### Task objective
Copy the material word for word, from its first line through the line containing "[109,195,427,320]", including that line.

** Start Working data **

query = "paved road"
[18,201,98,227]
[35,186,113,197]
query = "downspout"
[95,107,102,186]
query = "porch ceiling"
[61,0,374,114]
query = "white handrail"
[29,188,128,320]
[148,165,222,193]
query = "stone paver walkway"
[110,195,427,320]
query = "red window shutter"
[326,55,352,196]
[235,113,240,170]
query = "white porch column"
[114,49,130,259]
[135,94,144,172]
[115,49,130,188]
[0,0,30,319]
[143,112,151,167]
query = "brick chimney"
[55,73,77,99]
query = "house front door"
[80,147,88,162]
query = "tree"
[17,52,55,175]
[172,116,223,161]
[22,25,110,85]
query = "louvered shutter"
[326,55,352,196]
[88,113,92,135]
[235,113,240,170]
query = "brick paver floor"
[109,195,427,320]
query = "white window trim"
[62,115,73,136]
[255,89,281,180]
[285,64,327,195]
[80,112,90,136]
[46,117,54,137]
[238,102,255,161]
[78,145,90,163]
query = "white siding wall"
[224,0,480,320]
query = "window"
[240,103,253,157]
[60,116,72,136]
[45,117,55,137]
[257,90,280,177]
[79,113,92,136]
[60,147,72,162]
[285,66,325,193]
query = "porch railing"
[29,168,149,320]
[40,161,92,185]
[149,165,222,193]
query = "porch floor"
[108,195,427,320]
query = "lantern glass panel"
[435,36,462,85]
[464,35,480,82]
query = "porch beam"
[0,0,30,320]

** End Working data **

### Exercise output
query = "paved road"
[18,201,98,227]
[35,186,113,197]
query = "downspout"
[95,107,102,186]
query = "porch ceiling"
[61,0,374,114]
query = "white handrail"
[29,188,128,320]
[148,165,222,193]
query = "stone paver walkway"
[110,195,427,320]
query = "red window shutter"
[326,55,352,196]
[235,113,240,170]
query = "white porch column"
[114,49,130,259]
[135,94,144,172]
[115,49,130,188]
[0,0,30,319]
[143,112,151,167]
query = "brick chimney"
[55,73,77,99]
query = "house front door"
[80,147,88,162]
query = "tree"
[17,52,55,175]
[172,116,223,161]
[22,25,110,85]
query = "louvered shutter"
[326,55,352,196]
[88,113,92,135]
[235,113,240,170]
query = "brick paver floor"
[109,195,427,320]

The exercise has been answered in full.